— Text —
↓↓↓

About 500 people participate in Sunday morning worship at First Baptist. The congregation has doubled in size since Peters was called there -- his first pastorate -- in 1998.

The church, which was saddled with debt when Peters arrived, now is debt-free and has begun saving money for a planned relocation from their land-locked facility. The new property already has been paid for -- 47.5 acres of "the most beautiful, desirable place in the entire county," Peters said. An existing house on the property is being renovated for use in youth ministry.

New members are taught their first few weeks about the Cooperative Program, the Southern Baptist way of supporting thousands of missionaries overseas and throughout North America as well as the work of state/regional Baptist conventions in the United States.

"New and existing members are constantly challenged to be missionaries -- and giving to missions is one part of that," Peters said. "I'm a nuts and bolts guy. I believe in tithing. God commands His people to tithe, to demonstrate His lordship over their lives. So we tithe as a church. We gratefully give 10 percent to the Cooperative Program and for us it's not an option."


In addition to the 10 percent of its undesignated offerings given through the Cooperative Program, First Baptist gives another 10 percent in various other Great Commission causes such as its 10-year partnership with The Sanctuary Church in Toronto, Canada.

↑↑↑

— Saved entries —
↓↓↓

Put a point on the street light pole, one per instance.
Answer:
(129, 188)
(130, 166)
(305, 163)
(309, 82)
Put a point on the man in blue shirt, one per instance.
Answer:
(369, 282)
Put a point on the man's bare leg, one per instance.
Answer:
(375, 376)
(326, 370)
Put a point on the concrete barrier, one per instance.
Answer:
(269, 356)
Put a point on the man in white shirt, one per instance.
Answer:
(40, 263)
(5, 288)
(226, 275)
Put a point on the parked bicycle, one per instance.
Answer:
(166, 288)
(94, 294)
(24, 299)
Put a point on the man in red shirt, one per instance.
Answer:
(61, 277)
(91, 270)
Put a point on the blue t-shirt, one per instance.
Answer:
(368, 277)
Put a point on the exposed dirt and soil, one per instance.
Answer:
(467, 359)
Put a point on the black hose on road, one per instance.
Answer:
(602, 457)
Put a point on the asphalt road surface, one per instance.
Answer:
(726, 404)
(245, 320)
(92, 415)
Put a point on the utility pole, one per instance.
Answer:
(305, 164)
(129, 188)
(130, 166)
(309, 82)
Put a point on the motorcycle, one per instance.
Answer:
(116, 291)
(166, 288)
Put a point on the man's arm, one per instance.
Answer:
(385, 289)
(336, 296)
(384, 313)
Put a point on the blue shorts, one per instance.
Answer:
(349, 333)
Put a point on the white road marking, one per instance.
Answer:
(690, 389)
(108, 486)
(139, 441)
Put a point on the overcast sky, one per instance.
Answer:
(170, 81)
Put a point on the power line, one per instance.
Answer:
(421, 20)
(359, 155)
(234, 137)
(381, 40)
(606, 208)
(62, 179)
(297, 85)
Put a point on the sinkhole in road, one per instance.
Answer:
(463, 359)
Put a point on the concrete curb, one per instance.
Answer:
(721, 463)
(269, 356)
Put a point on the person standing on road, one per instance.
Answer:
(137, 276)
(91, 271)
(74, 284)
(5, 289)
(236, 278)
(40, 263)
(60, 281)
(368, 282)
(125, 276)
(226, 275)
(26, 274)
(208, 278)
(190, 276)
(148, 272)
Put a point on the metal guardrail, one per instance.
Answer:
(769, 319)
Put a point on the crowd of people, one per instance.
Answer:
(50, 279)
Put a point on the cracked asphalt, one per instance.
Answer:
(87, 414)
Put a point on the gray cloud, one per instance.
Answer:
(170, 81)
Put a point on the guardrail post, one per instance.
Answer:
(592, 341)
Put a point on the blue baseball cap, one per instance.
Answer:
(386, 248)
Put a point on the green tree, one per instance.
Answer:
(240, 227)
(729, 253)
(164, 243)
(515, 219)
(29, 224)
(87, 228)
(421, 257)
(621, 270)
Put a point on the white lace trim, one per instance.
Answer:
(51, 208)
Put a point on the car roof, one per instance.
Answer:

↑↑↑

— Task 1 —
In the passage about First Baptist, rewrite the stretch from "About 500 people" through "the United States.", swapping "youth ministry" for "children's ministry".
— Task 2 —
Write the next part of the passage about First Baptist, picking up after its final sentence.

— Reply 1 —
About 500 people participate in Sunday morning worship at First Baptist. The congregation has doubled in size since Peters was called there -- his first pastorate -- in 1998.

The church, which was saddled with debt when Peters arrived, now is debt-free and has begun saving money for a planned relocation from their land-locked facility. The new property already has been paid for -- 47.5 acres of "the most beautiful, desirable place in the entire county," Peters said. An existing house on the property is being renovated for use in children's ministry.

New members are taught their first few weeks about the Cooperative Program, the Southern Baptist way of supporting thousands of missionaries overseas and throughout North America as well as the work of state/regional Baptist conventions in the United States.

— Reply 2 —
Sacrificial missions giving has not compromised First Baptist's missions going. When Peters first was called as pastor, church members already were participating in World Changers, Southern Baptists' national home renovation missions opportunity for high school students.

Peters expanded the church's vision to include the entire world. "The church is God's missionary," he said. "This is our DNA. Absolutely God is raising up people to reach the nations."


And the "nations" aren't necessarily overseas. First Baptist finds cross-cultural opportunities locally, in the association and in Chicago, where church members go for a "family mission trip" each year.

"There is vast lostness in Illinois, the majority in 'Chicagoland,'" Peters said. "Our state must reach our cities, Chicago being first and foremost, in my opinion.

"We partner with Chicago-area churches," the pastor continued. "We assist the churches in their expressed areas of need, whether it be through construction projects, community outreach events or worship and prayer opportunities -- whatever needs to be done ...."


About 60 First Baptist members served Chicago-area churches this year.

"Whatever it takes," Peters said. "Cook a meal, play with kids, paint a house, do a block party, etc. ... Folks get missions in their DNA, and they soon know they're expected to go overseas."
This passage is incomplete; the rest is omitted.